* [本题任务 A]: 把后面「给定清单」里的每一行都一字不改地照抄输出，一行也别漏。

* [所给摘录]:
In [None]:
# data_generation.py
import random
import pandas as pd
import numpy as np
import hddm

In [None]:
# 定义选择函数
def get_choice(row):
    if row.condition == 1:
        return 1 if row.response == 1 else 0
    elif row.condition == 0:
        return 1 if row.response == 0 else 0

In [None]:
# 定义数据生成函数
def simulate_data(a, v, t, z, dc, sv=0, sz=0, st=0, condition=0, nr_trials1=1000, nr_trials2=1000, seed=420):
    parameters1 = {'a': a, 'v': v + dc, 't': t, 'z': z, 'sv': sv, 'sz': sz, 'st': st}
    parameters2 = {'a': a, 'v': v - dc, 't': t, 'z': 1 - z, 'sv': sv, 'sz': sz, 'st': st}

    df_sim1, params_sim1 = hddm.generate.gen_rand_data(
        params=parameters1, size=nr_trials1, subjs=1, subj_noise=0, seed=seed
    )
    df_sim1['condition'] = 1  
    df_sim1['v'] = v  
    df_sim1['dc'] = dc              
    df_sim1['z'] = z  # 保存z参数值

    df_sim2, params_sim2 = hddm.generate.gen_rand_data(
        params=parameters2, size=nr_trials2, subjs=1, subj_noise=0, seed=seed + 1
    )

* [本题任务 B]: 在上面这段代码摘录里，simulate_data 函数的 seed 参数默认值是多少？

* [给定清单]:
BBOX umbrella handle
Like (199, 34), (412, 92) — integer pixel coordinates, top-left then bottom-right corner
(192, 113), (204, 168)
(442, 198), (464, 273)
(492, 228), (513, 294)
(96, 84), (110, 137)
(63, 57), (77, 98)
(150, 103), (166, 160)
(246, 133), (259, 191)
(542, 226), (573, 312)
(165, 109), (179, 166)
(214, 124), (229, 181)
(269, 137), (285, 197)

* [完整答案 A]:
BBOX umbrella handle
Like (199, 34), (412, 92) — integer pixel coordinates, top-left then bottom-right corner
(192, 113), (204, 168)
(442, 198), (464, 273)
(492, 228), (513, 294)
(96, 84), (110, 137)
(63, 57), (77, 98)
(150, 103), (166, 160)
(246, 133), (259, 191)
(542, 226), (573, 312)
(165, 109), (179, 166)
(214, 124), (229, 181)
(269, 137), (285, 197)

* [完整答案 B]: 420